* _WHAT THE EXERCISE ASKS_
Write out word for word the part of the Volodymyr Korotia profile that begins at the words "Personal details" and ends after "commander (born 1987)".

* _EXCERPT TO READ_
◇ ◇ ◇ ◇ ◇

Commander of the Irpin Company Tactical Group
- Incumbent
- Assumed office 2022

Personal details
- Born: Volodymyr Hennadiiovych Korotia 15 October 1987 (age 38)
- Nickname: Повстанець (Povstanet)

Military service
- Allegiance: Ukraine
- Branch/service: Armed Forces of Ukraine
- Rank: Junior lieutenant
- Battles/wars: Russo-Ukrainian War War in Donbas; Russian invasion of Ukraine Battle of Irpin; Battle of Bucha; Battle of Bakhmut; ; ;
- Awards: Order of Bohdan Khmelnytsky, 3rd class; Order for Courage, 3rd class;

= Volodymyr Korotia =

Ukrainian military commander (born 1987)

Volodymyr Hennadiiovych Korotia (Володимир Геннадійович Коротя, call sign "Povstanets"; born 15 October 1987) is a Ukrainian writer, public figure, serviceman, junior lieutenant of the Irpin Company Tactical Group of the Territorial Defense Forces of the Armed Forces of Ukraine, a participant in the Russian-Ukrainian war. Member of the Bucha City Council (2020).

◇ ◇ ◇ ◇ ◇

* _EXTRACTED MATERIAL_
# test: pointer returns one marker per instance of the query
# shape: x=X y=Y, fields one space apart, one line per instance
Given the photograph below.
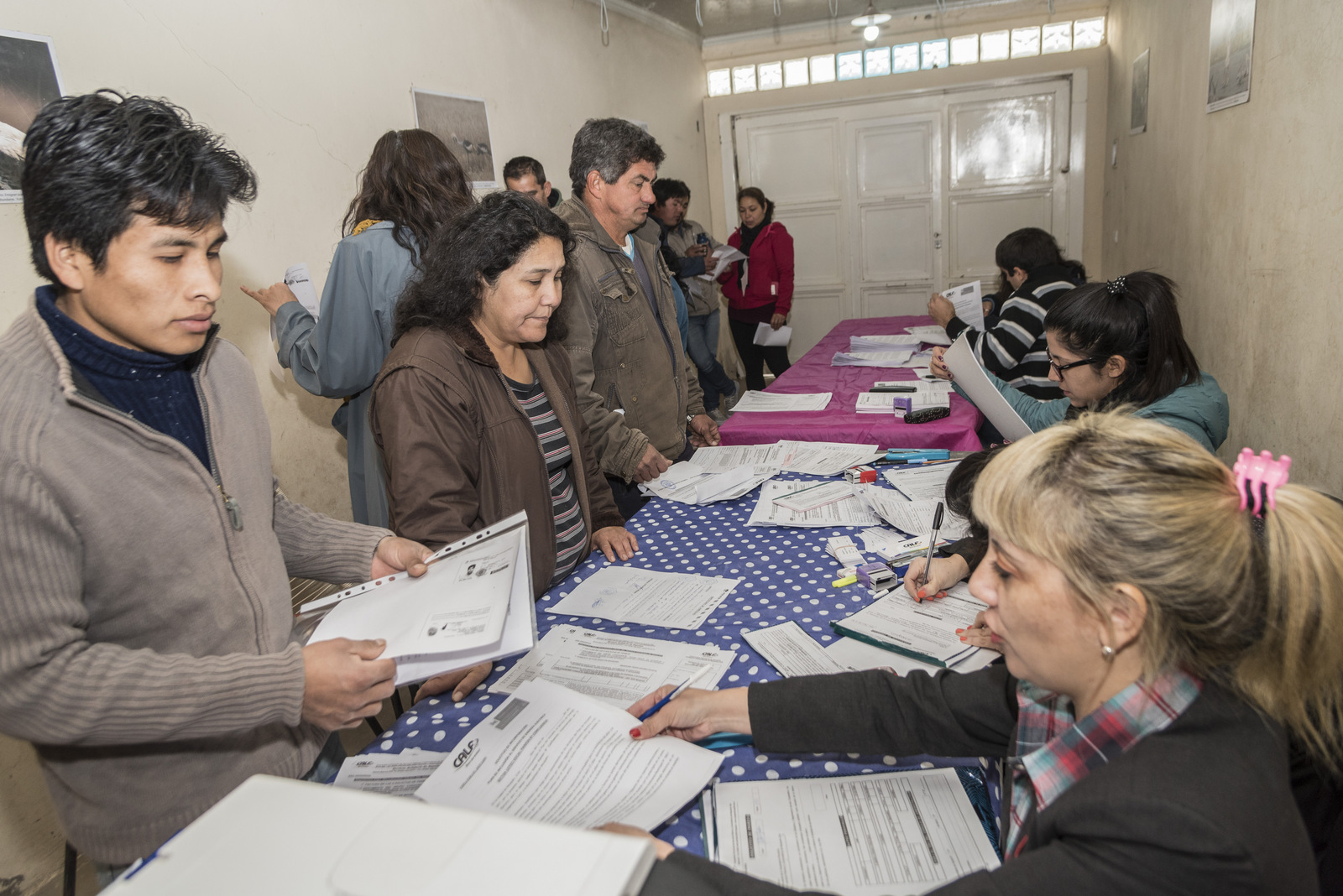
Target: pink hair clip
x=1260 y=470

◇ ◇ ◇ ◇ ◇

* _COMPLETE OUTPUT_
Personal details
- Born: Volodymyr Hennadiiovych Korotia 15 October 1987 (age 38)
- Nickname: Повстанець (Povstanet)

Military service
- Allegiance: Ukraine
- Branch/service: Armed Forces of Ukraine
- Rank: Junior lieutenant
- Battles/wars: Russo-Ukrainian War War in Donbas; Russian invasion of Ukraine Battle of Irpin; Battle of Bucha; Battle of Bakhmut; ; ;
- Awards: Order of Bohdan Khmelnytsky, 3rd class; Order for Courage, 3rd class;

= Volodymyr Korotia =

Ukrainian military commander (born 1987)